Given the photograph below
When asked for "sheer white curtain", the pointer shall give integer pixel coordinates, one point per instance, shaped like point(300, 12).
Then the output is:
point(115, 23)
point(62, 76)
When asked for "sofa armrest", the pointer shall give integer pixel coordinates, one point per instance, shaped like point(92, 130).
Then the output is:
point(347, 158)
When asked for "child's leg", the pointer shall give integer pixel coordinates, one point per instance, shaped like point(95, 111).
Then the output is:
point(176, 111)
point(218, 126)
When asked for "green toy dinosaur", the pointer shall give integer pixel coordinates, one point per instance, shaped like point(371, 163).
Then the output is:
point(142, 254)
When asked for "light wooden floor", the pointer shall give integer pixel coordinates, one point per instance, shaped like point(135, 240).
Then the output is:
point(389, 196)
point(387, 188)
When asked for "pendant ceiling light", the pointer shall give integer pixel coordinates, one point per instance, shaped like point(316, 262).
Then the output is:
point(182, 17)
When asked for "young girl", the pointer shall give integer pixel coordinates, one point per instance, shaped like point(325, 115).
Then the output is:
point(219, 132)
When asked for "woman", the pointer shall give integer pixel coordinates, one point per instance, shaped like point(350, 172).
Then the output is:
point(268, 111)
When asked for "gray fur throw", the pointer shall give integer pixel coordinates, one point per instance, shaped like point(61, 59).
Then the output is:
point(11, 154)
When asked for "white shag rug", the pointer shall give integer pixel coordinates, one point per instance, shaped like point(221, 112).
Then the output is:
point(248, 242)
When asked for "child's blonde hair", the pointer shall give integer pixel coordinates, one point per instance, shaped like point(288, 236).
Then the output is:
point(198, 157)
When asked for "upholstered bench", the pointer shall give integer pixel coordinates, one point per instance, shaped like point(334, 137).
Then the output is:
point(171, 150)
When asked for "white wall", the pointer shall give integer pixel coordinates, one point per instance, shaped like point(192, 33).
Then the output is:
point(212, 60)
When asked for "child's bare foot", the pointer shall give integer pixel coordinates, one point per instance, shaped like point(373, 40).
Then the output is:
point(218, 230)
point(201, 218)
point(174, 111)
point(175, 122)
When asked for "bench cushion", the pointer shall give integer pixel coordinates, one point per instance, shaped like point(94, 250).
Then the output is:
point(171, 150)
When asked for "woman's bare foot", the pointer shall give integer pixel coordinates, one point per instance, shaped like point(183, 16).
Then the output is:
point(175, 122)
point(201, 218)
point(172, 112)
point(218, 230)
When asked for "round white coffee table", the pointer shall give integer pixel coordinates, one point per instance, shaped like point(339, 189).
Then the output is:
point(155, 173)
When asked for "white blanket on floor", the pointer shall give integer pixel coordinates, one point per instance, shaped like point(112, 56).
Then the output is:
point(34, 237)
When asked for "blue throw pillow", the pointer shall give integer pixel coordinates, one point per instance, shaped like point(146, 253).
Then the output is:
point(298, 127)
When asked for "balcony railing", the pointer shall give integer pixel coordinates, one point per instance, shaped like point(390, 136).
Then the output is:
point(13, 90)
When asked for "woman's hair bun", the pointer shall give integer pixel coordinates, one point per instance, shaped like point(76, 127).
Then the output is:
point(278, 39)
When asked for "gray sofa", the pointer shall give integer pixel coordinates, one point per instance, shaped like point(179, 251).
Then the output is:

DIRECTIONS FOR THIS TASK> Could you recast the records above, from their first line through the line holding "point(62, 76)", inclusive, as a Markdown table with the columns Row and Line, leaving out any blank lines?

FINISHED ANSWER>
| Row | Line |
|---|---|
| 1 | Given the photograph below |
| 2 | When asked for "sheer white curtain", the pointer shall give integer pixel coordinates, one point per instance, shaped like point(300, 12). |
| 3 | Then the output is: |
| 4 | point(115, 23) |
| 5 | point(62, 76) |